**EXCERPTED RECORDS**

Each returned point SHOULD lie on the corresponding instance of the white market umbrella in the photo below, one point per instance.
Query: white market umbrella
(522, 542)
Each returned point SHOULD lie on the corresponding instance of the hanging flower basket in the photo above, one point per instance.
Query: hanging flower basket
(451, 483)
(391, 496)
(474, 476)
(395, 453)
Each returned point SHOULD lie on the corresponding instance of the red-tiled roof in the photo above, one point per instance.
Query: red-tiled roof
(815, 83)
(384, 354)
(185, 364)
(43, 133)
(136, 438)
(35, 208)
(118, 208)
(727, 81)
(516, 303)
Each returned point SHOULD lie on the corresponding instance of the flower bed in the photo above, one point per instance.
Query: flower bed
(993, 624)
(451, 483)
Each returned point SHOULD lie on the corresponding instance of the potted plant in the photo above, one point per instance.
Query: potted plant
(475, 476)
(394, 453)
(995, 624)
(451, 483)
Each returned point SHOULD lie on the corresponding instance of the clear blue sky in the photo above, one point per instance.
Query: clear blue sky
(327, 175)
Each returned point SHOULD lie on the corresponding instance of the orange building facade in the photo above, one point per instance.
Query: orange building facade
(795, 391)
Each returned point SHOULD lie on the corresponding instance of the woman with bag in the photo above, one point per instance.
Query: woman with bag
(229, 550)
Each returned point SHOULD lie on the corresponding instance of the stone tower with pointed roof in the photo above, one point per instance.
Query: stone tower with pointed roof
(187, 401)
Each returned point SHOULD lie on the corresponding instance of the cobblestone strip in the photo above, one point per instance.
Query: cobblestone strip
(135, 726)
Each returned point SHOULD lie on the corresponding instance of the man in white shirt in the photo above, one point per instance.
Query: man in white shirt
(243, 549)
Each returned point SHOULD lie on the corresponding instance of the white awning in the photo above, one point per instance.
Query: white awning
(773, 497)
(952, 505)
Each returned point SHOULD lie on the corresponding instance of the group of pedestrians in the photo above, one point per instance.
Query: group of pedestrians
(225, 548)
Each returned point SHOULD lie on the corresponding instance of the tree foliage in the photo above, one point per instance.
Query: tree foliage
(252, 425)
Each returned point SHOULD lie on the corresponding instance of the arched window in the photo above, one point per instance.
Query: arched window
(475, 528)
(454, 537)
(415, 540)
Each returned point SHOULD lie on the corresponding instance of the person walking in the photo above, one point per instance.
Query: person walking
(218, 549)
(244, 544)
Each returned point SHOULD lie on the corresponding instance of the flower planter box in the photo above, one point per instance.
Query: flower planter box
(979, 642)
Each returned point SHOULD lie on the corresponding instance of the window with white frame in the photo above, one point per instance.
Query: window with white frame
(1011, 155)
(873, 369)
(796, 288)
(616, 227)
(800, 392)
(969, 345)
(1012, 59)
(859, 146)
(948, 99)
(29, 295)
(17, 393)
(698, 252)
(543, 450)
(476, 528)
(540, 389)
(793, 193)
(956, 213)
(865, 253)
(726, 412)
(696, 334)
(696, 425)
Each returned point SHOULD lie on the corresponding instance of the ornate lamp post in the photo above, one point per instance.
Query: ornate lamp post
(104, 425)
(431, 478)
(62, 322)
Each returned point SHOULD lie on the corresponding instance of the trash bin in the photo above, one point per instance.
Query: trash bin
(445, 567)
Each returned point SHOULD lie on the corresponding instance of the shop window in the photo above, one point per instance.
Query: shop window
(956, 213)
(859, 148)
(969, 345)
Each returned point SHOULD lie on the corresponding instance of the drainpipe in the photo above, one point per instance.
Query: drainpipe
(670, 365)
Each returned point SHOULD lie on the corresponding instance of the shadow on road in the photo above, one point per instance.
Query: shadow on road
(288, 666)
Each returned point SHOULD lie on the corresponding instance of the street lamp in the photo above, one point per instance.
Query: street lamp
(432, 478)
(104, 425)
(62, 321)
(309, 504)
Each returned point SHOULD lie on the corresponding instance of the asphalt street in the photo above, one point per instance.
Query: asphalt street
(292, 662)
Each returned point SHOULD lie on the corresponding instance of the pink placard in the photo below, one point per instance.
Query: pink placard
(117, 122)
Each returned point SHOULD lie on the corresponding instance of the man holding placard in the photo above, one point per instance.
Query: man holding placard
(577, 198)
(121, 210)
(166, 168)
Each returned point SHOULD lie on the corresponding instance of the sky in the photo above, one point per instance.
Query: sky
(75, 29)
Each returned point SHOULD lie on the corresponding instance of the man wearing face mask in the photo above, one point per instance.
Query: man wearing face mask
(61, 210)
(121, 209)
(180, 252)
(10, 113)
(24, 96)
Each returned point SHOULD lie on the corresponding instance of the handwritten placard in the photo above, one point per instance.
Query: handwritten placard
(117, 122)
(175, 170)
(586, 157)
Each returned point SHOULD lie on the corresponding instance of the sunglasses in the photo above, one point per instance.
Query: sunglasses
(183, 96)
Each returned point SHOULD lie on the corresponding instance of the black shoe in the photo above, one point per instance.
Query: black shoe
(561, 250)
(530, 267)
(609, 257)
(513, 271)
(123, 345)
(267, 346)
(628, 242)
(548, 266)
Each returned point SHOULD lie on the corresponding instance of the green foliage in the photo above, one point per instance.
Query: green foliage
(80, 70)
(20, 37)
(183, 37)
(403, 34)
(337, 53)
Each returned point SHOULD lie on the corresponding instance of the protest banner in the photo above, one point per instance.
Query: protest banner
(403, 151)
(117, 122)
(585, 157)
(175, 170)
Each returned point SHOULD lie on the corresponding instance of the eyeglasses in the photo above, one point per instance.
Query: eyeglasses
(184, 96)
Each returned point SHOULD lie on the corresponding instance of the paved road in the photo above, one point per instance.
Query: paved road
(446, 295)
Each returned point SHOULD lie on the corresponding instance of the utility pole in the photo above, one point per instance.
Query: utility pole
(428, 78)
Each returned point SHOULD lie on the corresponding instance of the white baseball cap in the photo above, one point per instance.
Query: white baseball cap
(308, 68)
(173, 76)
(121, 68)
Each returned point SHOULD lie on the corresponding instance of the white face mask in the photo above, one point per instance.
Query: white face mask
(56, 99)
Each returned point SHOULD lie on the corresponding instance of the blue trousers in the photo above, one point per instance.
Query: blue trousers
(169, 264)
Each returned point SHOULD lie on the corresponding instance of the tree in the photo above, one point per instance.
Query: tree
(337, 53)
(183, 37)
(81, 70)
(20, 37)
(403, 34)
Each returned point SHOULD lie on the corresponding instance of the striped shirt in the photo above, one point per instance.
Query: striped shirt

**HOW TO COMPLETE THIS TASK**
The response must contain exactly the lines from the one with "Query: blue trousers" through the last line of the material above, both ends included, and no others.

**RESULT**
Query: blue trousers
(169, 264)
Each returned point SHOULD lie on the corresponding instance of the tree in the photo above, one point per instance.
Query: tree
(337, 53)
(183, 37)
(81, 70)
(20, 37)
(403, 34)
Each returned point SHOULD lie on the corresponding instance of the striped shirt in the photo above, one point per instance.
Query: striped shirt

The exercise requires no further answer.